**WHAT THIS TASK INVOLVES**
The line containing "Draw the outline of every instance of the plantation" marks the start; extract exactly from it through the last line of the entries, and omit any pictures.

**INFORMATION SUPPLIED**
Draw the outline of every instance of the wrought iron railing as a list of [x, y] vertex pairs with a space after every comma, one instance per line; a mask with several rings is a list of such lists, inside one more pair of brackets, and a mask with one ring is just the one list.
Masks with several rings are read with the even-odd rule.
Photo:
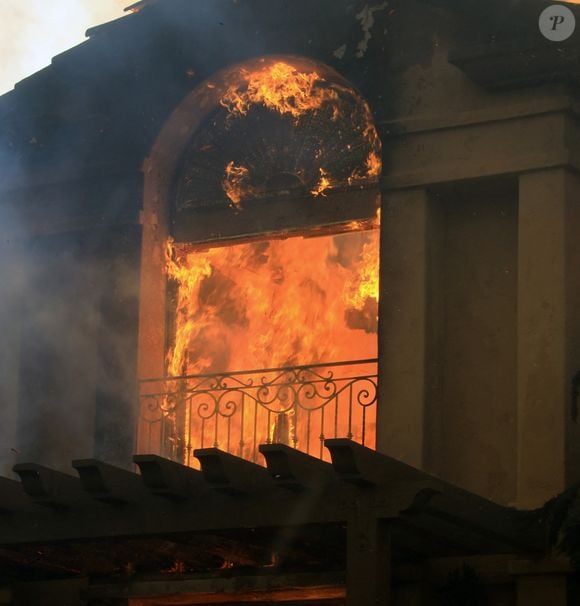
[[377, 360], [144, 380], [139, 450], [193, 464], [216, 447], [251, 461], [283, 443], [326, 458], [324, 440], [374, 447]]

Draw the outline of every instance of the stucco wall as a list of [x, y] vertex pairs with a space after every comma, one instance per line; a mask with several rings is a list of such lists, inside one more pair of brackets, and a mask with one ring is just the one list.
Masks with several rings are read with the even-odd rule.
[[433, 196], [426, 460], [447, 480], [515, 497], [517, 197], [510, 184]]

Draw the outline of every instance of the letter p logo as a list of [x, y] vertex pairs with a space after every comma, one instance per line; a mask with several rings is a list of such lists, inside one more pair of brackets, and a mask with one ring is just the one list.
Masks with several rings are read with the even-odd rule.
[[564, 15], [552, 15], [550, 21], [553, 23], [552, 31], [555, 32], [558, 29], [558, 26], [566, 22], [566, 17], [564, 17]]
[[576, 29], [574, 13], [566, 6], [554, 4], [540, 15], [540, 32], [552, 42], [567, 40]]

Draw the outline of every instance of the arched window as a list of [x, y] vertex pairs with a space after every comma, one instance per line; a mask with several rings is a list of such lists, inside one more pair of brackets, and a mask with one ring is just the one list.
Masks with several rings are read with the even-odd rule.
[[364, 99], [303, 58], [230, 67], [176, 110], [148, 170], [141, 355], [158, 370], [141, 365], [140, 448], [193, 464], [210, 446], [374, 445], [381, 160]]

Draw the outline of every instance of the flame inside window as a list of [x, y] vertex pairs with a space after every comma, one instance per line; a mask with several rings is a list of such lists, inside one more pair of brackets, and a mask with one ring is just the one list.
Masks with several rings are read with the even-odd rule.
[[178, 179], [181, 208], [376, 182], [381, 144], [366, 101], [329, 68], [261, 58], [205, 84], [215, 109]]
[[376, 356], [378, 230], [200, 250], [170, 242], [171, 376]]
[[[371, 229], [205, 250], [170, 242], [167, 273], [176, 288], [177, 311], [168, 374], [375, 358], [378, 236], [379, 230]], [[199, 420], [195, 411], [180, 420], [188, 443], [202, 441]], [[368, 421], [370, 443], [374, 412]], [[264, 418], [256, 439], [293, 445], [290, 435], [299, 433], [293, 426], [299, 422], [293, 414], [278, 415], [275, 422]], [[346, 436], [346, 417], [337, 423], [344, 425], [336, 428], [338, 435]], [[307, 446], [315, 445], [319, 433], [309, 428]]]
[[[279, 195], [324, 205], [333, 189], [378, 180], [369, 106], [330, 68], [262, 58], [200, 90], [210, 109], [181, 158], [176, 225], [204, 207], [241, 218], [252, 200]], [[374, 443], [378, 226], [377, 217], [330, 235], [318, 226], [290, 237], [281, 226], [279, 237], [234, 245], [168, 242], [170, 379], [149, 410], [163, 411], [173, 458], [194, 464], [194, 448], [217, 446], [256, 461], [256, 444], [269, 442], [323, 457], [325, 437]], [[337, 380], [343, 362], [355, 376]]]

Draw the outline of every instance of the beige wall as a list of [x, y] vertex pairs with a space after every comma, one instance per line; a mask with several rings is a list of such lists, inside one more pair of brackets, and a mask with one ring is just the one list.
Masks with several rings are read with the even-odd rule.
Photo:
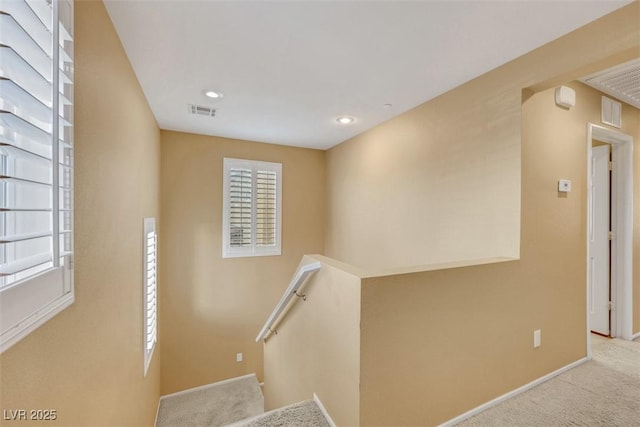
[[326, 254], [366, 268], [517, 257], [521, 90], [637, 57], [639, 16], [635, 2], [329, 150]]
[[640, 333], [640, 119], [633, 146], [633, 333]]
[[[282, 163], [281, 256], [222, 259], [224, 157]], [[255, 337], [302, 256], [324, 250], [324, 152], [162, 131], [161, 170], [162, 393], [262, 379]]]
[[[569, 111], [553, 89], [523, 103], [521, 260], [363, 281], [363, 425], [442, 423], [586, 355], [586, 123], [600, 94], [569, 86]], [[637, 110], [623, 120], [637, 133]]]
[[328, 256], [363, 268], [518, 256], [520, 91], [458, 93], [328, 151]]
[[311, 399], [315, 393], [340, 426], [359, 423], [360, 277], [321, 256], [322, 267], [275, 326], [264, 346], [268, 410]]
[[[633, 125], [625, 123], [625, 127], [632, 132], [633, 137], [633, 333], [640, 334], [640, 110], [635, 115], [625, 108], [625, 120], [635, 116], [635, 131]], [[633, 123], [633, 122], [632, 122]], [[633, 133], [635, 132], [635, 133]]]
[[[364, 267], [510, 256], [520, 236], [520, 261], [365, 280], [362, 425], [437, 424], [584, 357], [586, 122], [599, 115], [534, 91], [639, 56], [639, 14], [635, 2], [329, 151], [329, 256]], [[520, 167], [518, 200], [502, 180]], [[489, 177], [475, 187], [467, 169]], [[566, 197], [560, 178], [573, 182]], [[506, 214], [494, 223], [474, 201]], [[467, 223], [491, 232], [453, 233]]]
[[[624, 127], [633, 135], [633, 333], [640, 334], [640, 110], [625, 109]], [[635, 112], [635, 114], [633, 113]], [[635, 129], [633, 121], [635, 120]]]
[[142, 218], [159, 216], [160, 134], [102, 3], [76, 3], [75, 40], [76, 302], [2, 354], [0, 407], [56, 409], [51, 426], [151, 426]]

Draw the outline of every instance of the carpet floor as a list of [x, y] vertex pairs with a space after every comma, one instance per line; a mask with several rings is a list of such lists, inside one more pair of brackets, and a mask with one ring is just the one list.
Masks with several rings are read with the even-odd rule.
[[255, 375], [160, 400], [156, 427], [217, 427], [264, 413]]
[[296, 403], [240, 421], [228, 427], [329, 427], [313, 400]]
[[640, 343], [593, 336], [592, 360], [458, 427], [640, 426]]

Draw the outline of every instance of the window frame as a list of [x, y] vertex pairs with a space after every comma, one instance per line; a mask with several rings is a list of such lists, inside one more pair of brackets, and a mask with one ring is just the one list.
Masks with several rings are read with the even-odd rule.
[[[48, 10], [49, 7], [50, 10]], [[30, 92], [35, 87], [31, 80], [22, 81], [22, 84], [25, 82], [30, 84], [31, 89], [27, 89], [26, 86], [22, 89], [42, 102], [50, 110], [49, 115], [52, 117], [50, 132], [41, 128], [48, 133], [51, 143], [50, 236], [52, 246], [49, 262], [52, 265], [33, 275], [9, 281], [0, 289], [0, 353], [25, 338], [75, 301], [73, 285], [73, 2], [53, 0], [50, 5], [46, 5], [45, 1], [28, 4], [15, 2], [7, 4], [4, 12], [7, 13], [5, 16], [15, 19], [29, 37], [35, 37], [32, 40], [39, 40], [35, 44], [43, 49], [44, 54], [51, 61], [50, 80], [49, 77], [40, 74], [52, 87], [50, 105], [34, 96], [35, 92]], [[21, 22], [26, 23], [27, 26], [23, 26]], [[46, 46], [41, 44], [48, 37], [47, 31], [51, 36], [50, 55], [47, 53]], [[16, 42], [15, 46], [6, 48], [25, 49], [25, 46]], [[35, 51], [31, 49], [30, 52]], [[39, 61], [45, 57], [38, 53], [30, 58]], [[27, 57], [22, 57], [22, 60], [28, 66], [35, 67], [34, 70], [43, 66], [42, 62], [38, 62], [39, 66], [35, 66], [36, 62], [30, 62]], [[12, 80], [9, 79], [9, 81]], [[65, 106], [62, 106], [62, 97], [68, 101]], [[38, 108], [42, 111], [41, 107]], [[26, 104], [20, 110], [22, 113], [18, 113], [14, 108], [10, 110], [3, 111], [3, 114], [17, 115], [20, 118], [20, 114], [31, 113], [31, 110], [26, 109]], [[2, 140], [3, 146], [24, 149], [20, 144], [15, 145], [16, 141], [5, 140], [4, 137], [5, 135]], [[32, 142], [25, 144], [32, 144]], [[33, 152], [31, 149], [27, 151]], [[60, 176], [63, 170], [66, 171], [64, 178]], [[6, 196], [8, 190], [5, 188], [3, 191]], [[6, 202], [6, 197], [3, 200]], [[18, 210], [8, 209], [7, 212]], [[24, 211], [33, 212], [34, 209], [24, 209]], [[46, 212], [46, 210], [42, 211]], [[63, 211], [66, 215], [62, 214]], [[2, 230], [2, 234], [5, 233], [10, 231]], [[61, 246], [63, 235], [64, 244]], [[10, 241], [10, 239], [3, 241], [3, 244]]]
[[[252, 177], [251, 202], [251, 244], [244, 247], [231, 246], [231, 170], [249, 169]], [[275, 244], [260, 246], [256, 243], [256, 175], [258, 171], [276, 174], [276, 221]], [[222, 202], [222, 258], [246, 258], [282, 255], [282, 163], [227, 158], [223, 159], [223, 202]]]

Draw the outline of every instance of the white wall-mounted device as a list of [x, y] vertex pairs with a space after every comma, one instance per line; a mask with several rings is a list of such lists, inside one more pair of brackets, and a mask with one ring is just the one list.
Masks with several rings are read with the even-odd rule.
[[558, 192], [569, 193], [571, 191], [571, 181], [568, 179], [561, 179], [558, 181]]
[[564, 108], [575, 107], [576, 91], [567, 86], [556, 88], [556, 105]]

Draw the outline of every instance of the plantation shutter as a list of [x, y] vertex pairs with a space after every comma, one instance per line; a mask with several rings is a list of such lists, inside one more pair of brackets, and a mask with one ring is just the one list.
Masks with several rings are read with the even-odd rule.
[[155, 218], [144, 219], [144, 373], [158, 340], [158, 237]]
[[229, 179], [231, 246], [251, 246], [253, 173], [251, 169], [231, 168]]
[[256, 173], [256, 244], [276, 244], [276, 184], [273, 171], [258, 170]]
[[73, 2], [0, 0], [0, 12], [4, 350], [73, 298]]
[[279, 163], [224, 159], [223, 257], [281, 252]]

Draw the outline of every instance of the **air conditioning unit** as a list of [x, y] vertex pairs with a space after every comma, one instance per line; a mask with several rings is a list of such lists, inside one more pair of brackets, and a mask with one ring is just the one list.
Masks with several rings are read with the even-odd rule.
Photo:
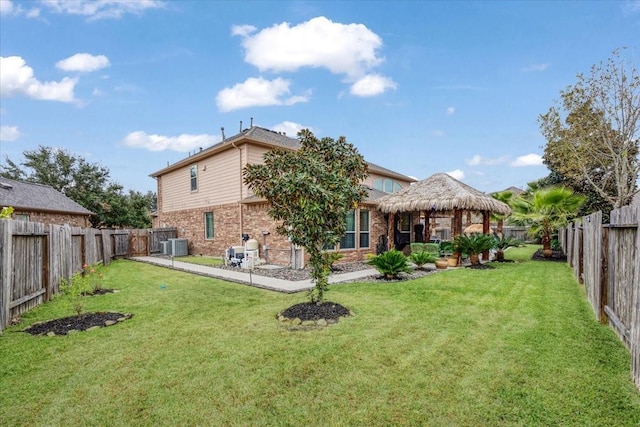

**OUTPUT FOR THIS TASK**
Draw the outline of every instance of the plantation shutter as a list of [x, y] vertex pairs with a space after every comma, one instance per line; a mask with several rings is a list of such lists, inside one more pair of brackets, and a mask with one ring is just the one list.
Masks with several rings are read with the even-odd rule.
[[155, 218], [144, 219], [144, 373], [158, 340], [158, 237]]
[[229, 179], [231, 246], [251, 246], [253, 173], [251, 169], [231, 168]]
[[256, 173], [256, 244], [276, 244], [276, 184], [273, 171], [258, 170]]
[[73, 2], [0, 0], [0, 12], [4, 350], [73, 298]]
[[279, 163], [224, 159], [223, 257], [281, 252]]

Draw the outline of every instance of the **air conditioning unit** as a list of [x, y] vertex pairs with a space after every comma, one instance per line; a mask with several rings is a list of such lists, inside one more pair of brackets, and a mask with one ring is just the one list.
Masks with several rings are read with the even-odd rule.
Photo:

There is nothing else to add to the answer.